Porém, à última hora, não sei que sentimento inibidor me detém a intenção e não o tenho feito.
Hoje, porém, decidi-me.
É uma história de vida. De vidas tristes.
Onde perpassa a miséria e a frustração, mas, também plena da luz que irradia de sentimentos fortes como a bondade e a delicadeza de alma.
É uma história de verdade.
Foi-me contada em condições especiais.
Certa noite, numa cozinha grande, escura e inóspita, uma garota com as mãos cheias de frieiras, entrapava dolorosamente os dedos para lavar com menos sofrimento (se possível) tachos e panelas numa barrela de cinza e potassa.
Sem saber muito bem como afastar a garota do suplício sem criar atritos com os patrões da rapariga – ausentes na circunstância – inquiri:
-- A Água está quente?
-- Muito quente! – Foi a resposta
-- Tenho as mãos geladas – insisti – deixas-me lavar essa louça para as aquecer?
A rapariguita olhou-me nos olhos e sem dizer palavra afastou-se dos alguidares cedendo o posto à visita da casa e foi sentar-se observando a cena.
Então, volvidos alguns momentos com uma voz decidida, anunciou, sem aparente emoção:
-- Vou-lhe contar a estória de ti Ana das migas.
Manifestando, assim, secamente o seu propósito – começou:
-- A gente morava numa barraca lá no Olival
-- A gente criava gado.
-- O porco amanheceu com mal.
-- O mê padrasto disse à nha mãe pró trazer ó alveitar.
-- A nha mãe disse: - atão e o mocinho?
-- Que o mê irmanito andava com fevres.
-- Moços é o ca gente faz mais depressa – disse ele – e o porco custa denhêro.
-- A nha mãe veio para a cidade com o porco.
-- O mê padrasto foi précurar trabalho.
-- E cá fiquei a coidar do mê irmanito e do mê burro.
-- Desatou, atão, a chover. Pracia que o céu desabava desfeito em água.
-- Ospois vieram-nos os trovões.
-- O burro assustou-se, soltou-se a fugiu.

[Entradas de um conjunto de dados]
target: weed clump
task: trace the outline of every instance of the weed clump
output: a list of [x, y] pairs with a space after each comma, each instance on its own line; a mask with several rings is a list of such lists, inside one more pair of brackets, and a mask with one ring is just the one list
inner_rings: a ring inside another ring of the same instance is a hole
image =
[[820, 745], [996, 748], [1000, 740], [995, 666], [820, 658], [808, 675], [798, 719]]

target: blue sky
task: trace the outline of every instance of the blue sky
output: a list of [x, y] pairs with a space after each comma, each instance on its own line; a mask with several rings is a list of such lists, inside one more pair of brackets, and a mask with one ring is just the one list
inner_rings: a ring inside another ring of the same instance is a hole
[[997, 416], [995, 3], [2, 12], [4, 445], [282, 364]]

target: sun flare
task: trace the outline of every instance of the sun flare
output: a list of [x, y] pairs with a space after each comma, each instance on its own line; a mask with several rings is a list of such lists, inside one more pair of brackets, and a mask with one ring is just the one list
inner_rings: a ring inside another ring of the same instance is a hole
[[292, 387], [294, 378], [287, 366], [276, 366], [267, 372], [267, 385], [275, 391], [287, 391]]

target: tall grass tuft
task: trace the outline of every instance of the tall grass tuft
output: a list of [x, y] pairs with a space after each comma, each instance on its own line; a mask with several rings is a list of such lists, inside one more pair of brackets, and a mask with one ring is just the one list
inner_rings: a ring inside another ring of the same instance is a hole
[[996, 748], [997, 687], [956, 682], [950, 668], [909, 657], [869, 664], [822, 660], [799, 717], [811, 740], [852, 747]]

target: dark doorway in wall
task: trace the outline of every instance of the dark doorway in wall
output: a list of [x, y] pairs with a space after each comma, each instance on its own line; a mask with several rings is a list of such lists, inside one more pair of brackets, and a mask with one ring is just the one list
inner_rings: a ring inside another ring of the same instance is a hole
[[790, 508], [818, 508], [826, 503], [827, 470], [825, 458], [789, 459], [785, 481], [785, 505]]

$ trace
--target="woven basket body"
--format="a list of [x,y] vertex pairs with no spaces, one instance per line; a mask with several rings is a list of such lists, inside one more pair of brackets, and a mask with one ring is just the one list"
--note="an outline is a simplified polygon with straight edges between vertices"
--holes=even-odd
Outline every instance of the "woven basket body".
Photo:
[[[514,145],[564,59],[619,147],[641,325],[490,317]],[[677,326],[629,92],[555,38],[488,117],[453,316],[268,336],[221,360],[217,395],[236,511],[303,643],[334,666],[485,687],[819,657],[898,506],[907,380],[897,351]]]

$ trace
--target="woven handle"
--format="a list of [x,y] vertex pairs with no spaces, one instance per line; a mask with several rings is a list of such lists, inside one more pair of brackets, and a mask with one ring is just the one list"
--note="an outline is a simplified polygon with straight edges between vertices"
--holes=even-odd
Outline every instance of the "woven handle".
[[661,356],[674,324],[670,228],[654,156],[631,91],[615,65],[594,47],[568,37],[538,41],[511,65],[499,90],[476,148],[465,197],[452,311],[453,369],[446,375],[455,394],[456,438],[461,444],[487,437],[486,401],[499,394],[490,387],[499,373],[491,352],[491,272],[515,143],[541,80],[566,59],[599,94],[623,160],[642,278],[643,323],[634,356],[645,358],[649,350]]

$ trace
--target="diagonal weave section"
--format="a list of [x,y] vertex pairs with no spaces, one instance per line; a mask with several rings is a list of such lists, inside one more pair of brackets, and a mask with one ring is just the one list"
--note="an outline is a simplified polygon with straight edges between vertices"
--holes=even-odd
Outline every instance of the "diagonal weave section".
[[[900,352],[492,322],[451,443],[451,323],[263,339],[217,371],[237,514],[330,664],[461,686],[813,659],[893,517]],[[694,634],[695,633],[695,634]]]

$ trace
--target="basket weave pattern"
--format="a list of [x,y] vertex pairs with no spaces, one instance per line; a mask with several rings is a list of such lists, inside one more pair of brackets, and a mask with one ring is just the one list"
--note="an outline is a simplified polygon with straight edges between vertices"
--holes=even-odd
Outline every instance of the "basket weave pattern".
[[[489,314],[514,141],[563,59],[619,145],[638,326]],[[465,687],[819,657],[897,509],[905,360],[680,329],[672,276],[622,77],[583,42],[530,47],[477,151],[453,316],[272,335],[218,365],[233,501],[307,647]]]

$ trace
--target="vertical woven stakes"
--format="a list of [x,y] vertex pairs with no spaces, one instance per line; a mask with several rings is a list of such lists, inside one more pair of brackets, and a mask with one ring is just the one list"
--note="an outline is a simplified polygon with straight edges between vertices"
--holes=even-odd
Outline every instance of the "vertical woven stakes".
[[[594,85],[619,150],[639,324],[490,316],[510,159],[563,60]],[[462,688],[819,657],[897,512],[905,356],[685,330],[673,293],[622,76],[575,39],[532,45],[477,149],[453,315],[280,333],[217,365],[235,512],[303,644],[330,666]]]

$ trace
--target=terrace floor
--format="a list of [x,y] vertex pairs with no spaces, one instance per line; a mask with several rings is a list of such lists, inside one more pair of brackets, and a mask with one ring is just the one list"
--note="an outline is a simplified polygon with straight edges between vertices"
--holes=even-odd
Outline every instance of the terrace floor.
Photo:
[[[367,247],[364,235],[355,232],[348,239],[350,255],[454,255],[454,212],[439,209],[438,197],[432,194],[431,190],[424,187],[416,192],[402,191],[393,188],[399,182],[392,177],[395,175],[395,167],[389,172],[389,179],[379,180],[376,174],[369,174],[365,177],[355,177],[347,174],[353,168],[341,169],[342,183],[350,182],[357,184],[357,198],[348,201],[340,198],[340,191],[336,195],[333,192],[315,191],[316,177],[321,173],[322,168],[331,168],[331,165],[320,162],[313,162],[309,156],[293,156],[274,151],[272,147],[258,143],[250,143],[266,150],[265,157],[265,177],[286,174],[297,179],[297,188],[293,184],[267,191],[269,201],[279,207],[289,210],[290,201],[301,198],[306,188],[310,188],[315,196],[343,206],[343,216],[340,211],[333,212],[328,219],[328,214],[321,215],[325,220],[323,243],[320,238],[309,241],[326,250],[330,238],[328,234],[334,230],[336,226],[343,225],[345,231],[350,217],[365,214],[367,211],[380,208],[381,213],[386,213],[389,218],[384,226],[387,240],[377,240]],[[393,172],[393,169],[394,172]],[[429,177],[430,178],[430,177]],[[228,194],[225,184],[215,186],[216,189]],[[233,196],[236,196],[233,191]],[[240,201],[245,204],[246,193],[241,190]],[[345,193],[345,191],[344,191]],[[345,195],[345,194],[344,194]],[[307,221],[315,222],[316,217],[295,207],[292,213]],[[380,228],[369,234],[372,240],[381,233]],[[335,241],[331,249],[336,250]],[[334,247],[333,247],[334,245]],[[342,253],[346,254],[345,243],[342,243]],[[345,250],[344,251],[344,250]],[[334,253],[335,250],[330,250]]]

OBJETIVO DECLARADO 1:
Responda com base no texto extraído:
(a) Em que os tachos e as panelas estavam sendo lavados na cozinha?
(b) Onde a família da garota morava?
(c) Que animal se assustou, se soltou e fugiu?
OBJETIVO DECLARADO 2:
Troque "sun flare" por "lens flare" na listagem, começando na linha que contém "target: sun flare" e parando depois da que contém "391], [287, 391]]". Reproduza apenas essas linhas, sem nenhuma outra mudança.

RESPOSTA FINAL 1:
(a) Numa barrela de cinza e potassa.
(b) Numa barraca lá no Olival.
(c) O burro.

RESPOSTA FINAL 2:
target: lens flare
task: trace the outline of every instance of the lens flare
output: a list of [x, y] pairs with a space after each comma, each instance on its own line; a mask with several rings is a list of such lists, inside one more pair of brackets, and a mask with one ring is just the one list
inner_rings: a ring inside another ring of the same instance is a hole
[[292, 387], [294, 378], [287, 366], [276, 366], [267, 372], [267, 385], [275, 391], [287, 391]]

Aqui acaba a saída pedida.